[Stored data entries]

※

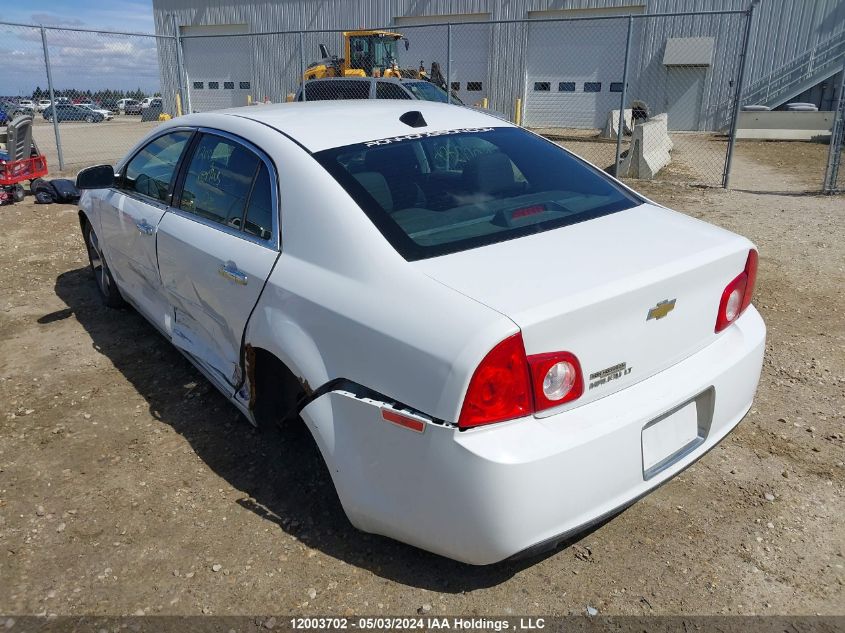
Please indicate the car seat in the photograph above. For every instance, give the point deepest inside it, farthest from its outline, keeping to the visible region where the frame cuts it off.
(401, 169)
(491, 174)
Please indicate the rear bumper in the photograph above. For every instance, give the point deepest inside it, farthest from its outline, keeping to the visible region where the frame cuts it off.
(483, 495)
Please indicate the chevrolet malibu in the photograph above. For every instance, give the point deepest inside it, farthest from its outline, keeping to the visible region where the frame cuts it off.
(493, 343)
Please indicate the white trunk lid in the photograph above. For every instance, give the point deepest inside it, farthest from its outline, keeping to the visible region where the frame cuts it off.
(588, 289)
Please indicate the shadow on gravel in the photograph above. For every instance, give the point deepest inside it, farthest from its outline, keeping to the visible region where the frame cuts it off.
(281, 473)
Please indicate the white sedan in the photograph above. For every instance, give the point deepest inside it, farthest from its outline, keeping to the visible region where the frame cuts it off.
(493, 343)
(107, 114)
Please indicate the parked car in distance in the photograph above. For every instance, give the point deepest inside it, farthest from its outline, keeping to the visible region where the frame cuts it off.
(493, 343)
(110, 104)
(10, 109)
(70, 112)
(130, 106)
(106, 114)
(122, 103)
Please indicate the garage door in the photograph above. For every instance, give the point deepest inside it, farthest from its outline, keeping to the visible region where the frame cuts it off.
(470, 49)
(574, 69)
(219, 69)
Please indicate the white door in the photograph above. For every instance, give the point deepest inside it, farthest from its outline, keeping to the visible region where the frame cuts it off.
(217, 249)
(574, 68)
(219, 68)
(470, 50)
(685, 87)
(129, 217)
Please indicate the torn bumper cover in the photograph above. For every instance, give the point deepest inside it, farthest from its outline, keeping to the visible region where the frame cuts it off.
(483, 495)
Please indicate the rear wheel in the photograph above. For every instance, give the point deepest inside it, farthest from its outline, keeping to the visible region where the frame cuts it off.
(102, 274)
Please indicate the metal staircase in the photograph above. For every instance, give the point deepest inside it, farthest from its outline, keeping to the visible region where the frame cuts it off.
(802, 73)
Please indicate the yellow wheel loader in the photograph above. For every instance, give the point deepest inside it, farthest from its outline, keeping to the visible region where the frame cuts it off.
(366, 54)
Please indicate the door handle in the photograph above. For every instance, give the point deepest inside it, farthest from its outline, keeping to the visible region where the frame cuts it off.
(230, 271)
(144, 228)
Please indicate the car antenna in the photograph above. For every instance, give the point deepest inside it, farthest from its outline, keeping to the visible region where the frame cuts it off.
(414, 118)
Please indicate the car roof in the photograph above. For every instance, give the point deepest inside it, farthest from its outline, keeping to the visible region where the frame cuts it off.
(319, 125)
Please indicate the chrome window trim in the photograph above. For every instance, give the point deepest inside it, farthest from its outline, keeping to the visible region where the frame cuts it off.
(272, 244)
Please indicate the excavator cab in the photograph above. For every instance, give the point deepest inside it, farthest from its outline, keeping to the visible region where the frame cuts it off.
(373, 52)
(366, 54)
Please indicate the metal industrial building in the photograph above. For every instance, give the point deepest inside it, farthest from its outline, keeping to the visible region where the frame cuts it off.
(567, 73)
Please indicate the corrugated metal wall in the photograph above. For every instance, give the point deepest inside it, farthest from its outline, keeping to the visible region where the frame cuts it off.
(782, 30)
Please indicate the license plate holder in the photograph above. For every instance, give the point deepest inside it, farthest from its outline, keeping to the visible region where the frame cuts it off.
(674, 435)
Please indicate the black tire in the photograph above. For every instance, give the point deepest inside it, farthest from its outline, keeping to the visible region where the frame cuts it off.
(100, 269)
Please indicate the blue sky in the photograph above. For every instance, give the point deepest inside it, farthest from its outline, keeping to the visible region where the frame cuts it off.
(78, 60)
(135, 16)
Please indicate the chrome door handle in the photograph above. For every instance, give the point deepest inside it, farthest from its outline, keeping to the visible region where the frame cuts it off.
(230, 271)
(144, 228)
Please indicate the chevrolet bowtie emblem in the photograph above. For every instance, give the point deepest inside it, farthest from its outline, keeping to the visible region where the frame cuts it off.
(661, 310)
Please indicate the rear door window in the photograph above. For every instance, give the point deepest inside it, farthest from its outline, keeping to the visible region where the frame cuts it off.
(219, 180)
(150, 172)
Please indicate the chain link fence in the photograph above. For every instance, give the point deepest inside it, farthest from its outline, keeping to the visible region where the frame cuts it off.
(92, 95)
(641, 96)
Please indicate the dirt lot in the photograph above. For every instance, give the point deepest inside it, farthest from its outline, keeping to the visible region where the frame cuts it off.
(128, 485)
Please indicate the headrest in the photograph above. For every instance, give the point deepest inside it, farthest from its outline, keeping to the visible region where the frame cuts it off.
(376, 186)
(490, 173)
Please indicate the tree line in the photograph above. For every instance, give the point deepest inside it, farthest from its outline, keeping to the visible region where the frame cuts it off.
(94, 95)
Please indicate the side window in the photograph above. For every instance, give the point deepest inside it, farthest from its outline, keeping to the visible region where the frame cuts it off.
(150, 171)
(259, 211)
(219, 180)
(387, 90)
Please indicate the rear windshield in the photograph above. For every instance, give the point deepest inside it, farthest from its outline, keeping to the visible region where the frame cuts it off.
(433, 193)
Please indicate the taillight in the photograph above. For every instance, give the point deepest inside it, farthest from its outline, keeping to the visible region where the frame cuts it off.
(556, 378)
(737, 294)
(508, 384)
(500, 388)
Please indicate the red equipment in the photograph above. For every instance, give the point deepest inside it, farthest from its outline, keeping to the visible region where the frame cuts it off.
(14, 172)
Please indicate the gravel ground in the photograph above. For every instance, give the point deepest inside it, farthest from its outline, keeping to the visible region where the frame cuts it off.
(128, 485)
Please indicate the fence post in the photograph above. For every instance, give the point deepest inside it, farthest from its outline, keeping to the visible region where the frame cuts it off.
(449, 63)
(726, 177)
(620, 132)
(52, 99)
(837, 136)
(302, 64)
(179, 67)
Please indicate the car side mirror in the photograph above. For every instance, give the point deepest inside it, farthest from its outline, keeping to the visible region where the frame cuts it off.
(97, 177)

※

== YOUR OBJECTIVE ==
Quote the records above in full, dropping each picture.

== TASK SOLUTION ==
Please indicate the car seat in the photograph above. For every instance, give the point deepest inside it, farthest from its outline, keeping to the visible region where the frame cuts it off.
(401, 169)
(491, 174)
Please indicate the rear bumper in the photograph above. For every instance, give the point deepest inside it, farthest from its outline, keeping to the visible region where the frame cuts it off.
(483, 495)
Please indicate the chevrolet malibu in the photograph above. For every instance, give the point deepest inside it, farthest from its outline, keeping to the visible region where the frame cuts it off.
(493, 343)
Please indicate the white trunk lid in the photograph above. For every instance, give the point deepest inside it, farthest from its outline, keeping to the visible region where the frame cuts it off.
(588, 289)
Please indicate the shadow on gravel in the photograph above. For every instance, give the point deepest inside it, farthest from its outline, keeping to the visible region where the frame cuts it off.
(281, 473)
Please indicate the white sedan in the photograph above. For every instance, give the point deepest inside it, farthest from its outline, keeping to the visible region where the frame cuts it off.
(493, 343)
(107, 114)
Please indicate the parked car in distance in the photograph above. For every instance, give the point deepest inside it, farthest from its outline, keeping to the visible region where the frame cuts it off.
(493, 343)
(110, 104)
(10, 109)
(70, 112)
(130, 106)
(106, 114)
(122, 103)
Please indicate the garage door in the photograph above. For every instance, give the point deepest inside it, farthest from its outline, keeping to the visible region where the frame cuts it off.
(470, 49)
(574, 69)
(219, 69)
Please indicate the white door in the photograph above. For every instance, give the point deepest inside it, farthest from its outline, keeping to the visible region where the frame cuts it off.
(217, 249)
(574, 68)
(219, 68)
(470, 50)
(685, 87)
(129, 217)
Please indicate the torn bumper cover in the photograph above. For every instance, give the point deepest inside it, farthest from its outline, keeping to the visible region where the frame cuts it off.
(483, 495)
Please indicate the rear wheel in the photograph above. For every instance, give the point deepest inside it, farthest from its outline, keeping to the visible region where the frame cuts it off.
(102, 274)
Please indicate the metal staircase in the photograph above. For every instance, give the point deepest inside it, farthest from its outline, keeping to the visible region where the frame cuts it off.
(802, 73)
Please indicate the yellow wheel loader in the photograph above. For every instance, give the point deepest inside it, farthest from its outline, keeping to the visible region where the frame cuts it off.
(366, 54)
Please indicate the door handle in the photograph above. For every instance, give the point deepest inside it, farthest from its outline, keeping to the visible region where the frame cuts it off.
(230, 271)
(144, 228)
Please indicate the car antenna in the photograph above. For every instance, give the point deepest inside it, farthest from its outline, keeping to the visible region where the frame cuts it off.
(414, 118)
Please indicate the car roof in the photograph above. For every instance, give the point deepest inside it, farthest from its outline, keeping to the visible region where the frame cuts it off.
(319, 125)
Please indicate the chrome window trim in the photograph above. For every instance, give the point deepest inside it, farthest from its outline, keeping to the visible region where the frame cuts it off.
(272, 244)
Please indicate the excavator cab in the photograph above. For every instance, give the point deepest inside it, farthest from its outline, keeping to the visible region where the frame cuts it off.
(373, 52)
(366, 54)
Please indicate the metal industrial building in the photograph above. For every instance, give the point deepest inside it, farthest from its outline, keeping to the visible region where the frame cuts it off.
(567, 73)
Please indicate the corrugated metal wall in the photograph above. For every instance, give the point deepest inside it, farthest from its outline, keeping to the visible region where the frame cuts it off.
(782, 30)
Please indicate the license plate holder in the photograph above. For every instance, give the point deepest inside it, farthest from its outline, keeping to the visible region where the frame cuts it off.
(674, 435)
Please indicate the black tire in the photograph above. For every instance, give the point deepest inside it, farthest from its outline, keeping to the visible region where the frame cuts it off.
(100, 269)
Please indicate the blue sky in the photograph above. For every instance, give the point deepest inside it, farthest from its outline, keeping to the visible region where the frame cuts it off.
(78, 60)
(135, 16)
Please indicate the chrome door handle in the photograph above. For every instance, give the point deepest inside it, farthest from its outline, keeping to the visible region where the frame cuts it off.
(230, 271)
(144, 228)
Please indicate the chevrolet bowtie emblem in the photograph above. For every instance, give the point deepest inside it, farthest from its outline, keeping to the visible region where the frame cuts it off.
(661, 310)
Please indicate the rear door window in the photograph above. For every instance, give the point deepest inside it, farthest from its outline, keeping to the visible region where the frame cuts it off.
(219, 180)
(150, 172)
Please indicate the chain link fence in the photograph above. For every instance, give the point deepest inside it, farthest from its outline, keeping to the visible region where the frame cuts it off.
(92, 95)
(641, 96)
Please indicate the dirt lot in the photograph above. For every instance, give the point deepest inside it, farthest from its outline, keeping to the visible region where the frame cuts it off.
(128, 485)
Please indicate the headrest in the photograph above. For every instance, give the point deepest inside it, farthest from its outline, keeping to the visible region where the frame cuts it off.
(376, 186)
(490, 173)
Please indicate the tree line in the photograph above. For every instance, give the point deepest inside it, farthest from its outline, keeping to the visible region where the frame cuts it off.
(94, 95)
Please indicate the side window in the photograph above. For every instance, give the point deepest inside it, farthest from its outline, keeping to the visible region where the frame cuts it off.
(150, 171)
(259, 211)
(219, 180)
(387, 90)
Please indicate the rear windshield in the photograph above. For every instance, give the point deepest inside it, farthest from its outline, keeping to the visible region where the frame cuts it off.
(433, 193)
Please indicate the taillight in the photograph above. For every instance, give the point deepest inside it, farthest from its outline, keeping to the visible region where the frame cuts it off.
(556, 378)
(737, 294)
(508, 384)
(500, 388)
Please indicate the red equipment in the photograph above. For every instance, give the point deepest inside it, farthest from its outline, keeping to the visible region where the frame cuts it off.
(14, 172)
Please indicate the gravel ground in the photograph above. For every instance, give the point deepest inside it, farthest from its outline, keeping to the visible region where the frame cuts it off.
(128, 485)
Please indicate the fence post in the photograph above. For every instance, give the point deepest inside it, farthest from its outline, keeping to the visible region where the frame cuts it off.
(449, 63)
(726, 177)
(620, 132)
(52, 99)
(837, 136)
(302, 64)
(179, 67)
Please indicate the car side mirror in the photograph above. For every instance, give the point deepest inside it, farthest from its outline, keeping to the visible region where the frame cuts it off.
(97, 177)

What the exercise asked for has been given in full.